TEXTAUSSCHNITT —
Wer überprüft die Spielzeugsicherheit?
Für die Sicherheit ist zunächst der Hersteller selbst verantwortlich. Er muss bestätigen, dass er die Anforderungen der europäischen Spielzeugrichtlinie erfüllt. Zusätzlich kann er in Deutschland durch eine freiwillige Kontrolle in einem staatlich anerkannten Institut das GS-Siegel erwerben.
Können Sicherheitszeichen gefälscht sein?
Es kommt gar nicht so selten vor, dass CE- oder GS-Zeichen zu Unrecht geführt werden oder gefälscht sind. Etwa 20 bis 30 Prozent der GS-Zeichen dürften nicht bestehen, schätzt das Referat Geräte- und Produktsicherheit sowie Qualitätssicherung der Landesanstalt für Umwelt, Messungen und Naturschutz Baden-Württemberg. Ist die Prüfstelle auf dem Siegel nicht deutlich erkennbar, kann man davon ausgehen, dass das Zeichen gefälscht ist. Bei den CE-Zeichen findet die Landesanstalt in 50 bis 60 Prozent der Fälle Mängel – allerdings handelt es sich dabei nicht um zufällig ausgewählte Produkte, sondern um solche, bei denen die Behörden schon einen Anfangsverdacht haben. Die Mängel reichen von formalen Kennzeichnungsfehlern bis zu echten Risiken. Immer wieder stellen die Prüfer zum Beispiel fest, dass manche Spielwaren eigentlich nicht für Kleinkinder unter drei Jahren geeignet sind, weil lose Teilchen verschluckt werden könnten.
Muss das CE-Zeichen auf allen Produkten stehen?

GEZEIGTES MATERIAL —
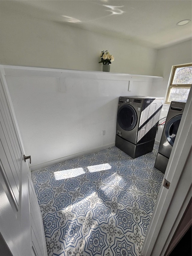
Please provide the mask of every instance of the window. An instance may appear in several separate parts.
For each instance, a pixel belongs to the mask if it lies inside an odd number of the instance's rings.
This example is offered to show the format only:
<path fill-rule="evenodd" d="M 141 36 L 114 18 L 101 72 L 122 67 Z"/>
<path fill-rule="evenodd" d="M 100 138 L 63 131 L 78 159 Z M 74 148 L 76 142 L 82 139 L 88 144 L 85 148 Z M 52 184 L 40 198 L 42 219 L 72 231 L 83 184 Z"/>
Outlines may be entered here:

AUFGABEN —
1. Stimmen die folgenden Aussagen mit dem Text zur Spielzeugsicherheit überein? Antworten Sie zu jeder mit Ja oder Nein und zitieren Sie die entscheidenden Worte des Textes wörtlich. (a) Für die Sicherheit von Spielzeug ist zunächst der Hersteller verantwortlich. (b) Das GS-Siegel ist in Deutschland für Hersteller verpflichtend. (c) Die Landesanstalt prüft bei CE-Zeichen zufällig ausgewählte Produkte.
2. Setzen Sie bitte den Text zur Spielzeugsicherheit im Anschluss an seine letzte Zeile fort.
Das Material spielt hierfür keine Rolle.

ANTWORTEN —
1.
(a) Ja: „Für die Sicherheit ist zunächst der Hersteller selbst verantwortlich.“
(b) Nein: „Zusätzlich kann er in Deutschland durch eine freiwillige Kontrolle in einem staatlich anerkannten Institut das GS-Siegel erwerben.“
(c) Nein: „allerdings handelt es sich dabei nicht um zufällig ausgewählte Produkte, sondern um solche, bei denen die Behörden schon einen Anfangsverdacht haben.“

2.
Alle Spielsachen für Kinder unter 14 Jahren, die in der EU vertrieben werden, müssen das CE-Zeichen tragen. Diese Pflicht gilt nicht für Produkte, die laut Richtlinie kein Spielzeug sind. Dazu zählen zum Beispiel Sammlerartikel, Modeschmuck für Kinder oder Puzzles mit mehr als 500 Teilen.
Wann sind Warnhinweise notwendig?
Anzubringen ist der Warnhinweis „Nicht geeignet für Kinder unter drei Jahren“, wenn das Spielzeug nicht eindeutig einer Altersklasse zuzuordnen ist und für Kinder unter 36 Monaten gefährlich sein kann. Ein Risiko kann zum Beispiel von losen Teilen oder langen Schnüren ausgehen. Zusätzlich zum Warnhinweis ist immer eine Begründung erforderlich. Nicht erlaubt ist der Hinweis, wenn das Spielzeug – etwa Spieluhren oder Beißringe – offensichtlich für Kleinkinder unter drei Jahren gedacht ist.
Wer kontrolliert die Hersteller?
Die Bundesländer sind dafür zuständig, die Sicherheit von Spielzeug zu überwachen. Rund 80 Gewerbeaufsichtsämter beziehungsweise Ämter für Arbeitsschutz kümmern sich darum. Wird ein Spielzeug erstmals in Verkehr gebracht, sind routinemäßige Sichtprüfungen vorgesehen. Dabei kontrollieren die Sachverständigen das Produkt auf offensichtliche Mängel und prüfen, ob alle vorgeschriebenen Aufdrucke und Sicherheitshinweise vorhanden sind. Außerdem reagieren die Behörden auf Hinweise von Verbrauchern und nehmen auf Messen, Ausstellungen und Volksfesten Spielzeug unter die Lupe. Die Ämter können den Rückruf von gefährlichem Spielzeug anordnen, Produkte sicherstellen und auch vernichten.
Wie sicher ist Spielzeug aus China?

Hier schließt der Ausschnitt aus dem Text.